Document excerpt:
+---+
4. I regularly read more "great works" of literature when I was around nine than I do now. (Some of my favorites: Julius Ceaser, Silas Marner, The Prince and the Pauper, Great Expectations, Much Ado About Nothing.)

5. I run a lot. Everywhere. I look a little ridiculous sometimes. But I'm a terribly impatient person.

6. While most of my interests fall under the umbrella of the humanities and social sciences - which is code for 'artsy crap' - I absolutely love any science relating to animals (including extinct ones). At community college, I was the only Art major (ex-Art major now) enrolled in zoology class. And I aced the class, dammit.

7. Though I've written a wide variety of things, I've been mentally working on the same fictional universe since I was twelve. (I'm twenty-two.)
+---+
Records provided:
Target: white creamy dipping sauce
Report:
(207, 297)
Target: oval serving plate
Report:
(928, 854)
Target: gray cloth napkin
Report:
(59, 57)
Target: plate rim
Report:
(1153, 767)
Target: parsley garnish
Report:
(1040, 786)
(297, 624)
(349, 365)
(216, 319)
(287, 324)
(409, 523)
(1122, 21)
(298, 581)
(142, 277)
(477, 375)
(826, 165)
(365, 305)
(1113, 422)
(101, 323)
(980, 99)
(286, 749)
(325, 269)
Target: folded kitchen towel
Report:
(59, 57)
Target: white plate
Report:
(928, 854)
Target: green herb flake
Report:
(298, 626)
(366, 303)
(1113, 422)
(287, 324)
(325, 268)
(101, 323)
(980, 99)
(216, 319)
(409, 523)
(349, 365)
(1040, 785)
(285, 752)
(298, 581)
+---+
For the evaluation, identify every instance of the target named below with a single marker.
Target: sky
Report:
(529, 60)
+---+
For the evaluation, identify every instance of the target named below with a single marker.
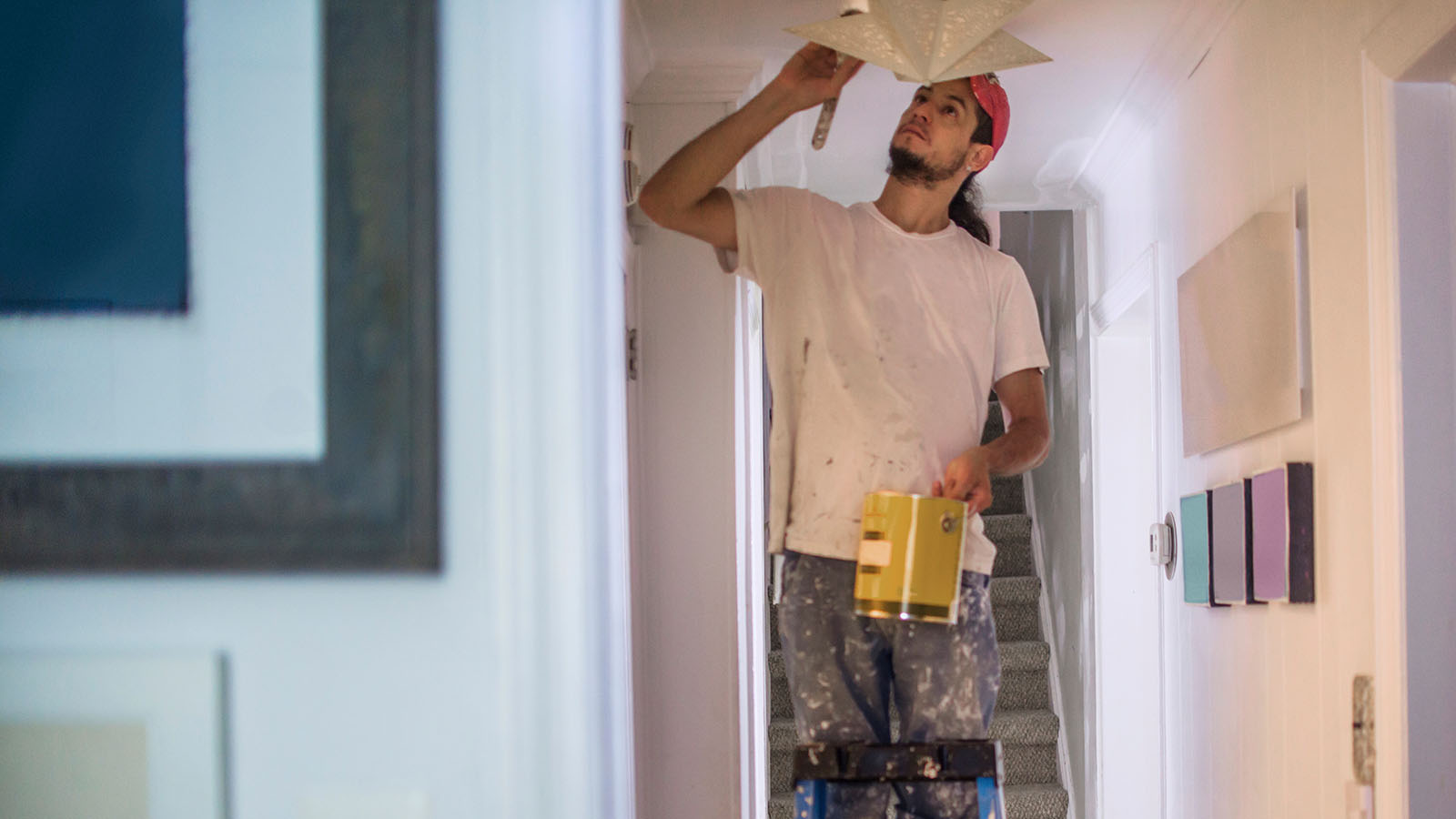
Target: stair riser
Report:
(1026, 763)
+---+
What to work on:
[A] In the personal list, which class did the writer enroll in at community college as the only Art major?
[B] From the personal list, extract the passage that begins at the words "4. I regularly" and stops after the words "terribly impatient person.".

Solutions:
[A] Zoology.

[B]
4. I regularly read more "great works" of literature when I was around nine than I do now. (Some of my favorites: Julius Ceaser, Silas Marner, The Prince and the Pauper, Great Expectations, Much Ado About Nothing.)

5. I run a lot. Everywhere. I look a little ridiculous sometimes. But I'm a terribly impatient person.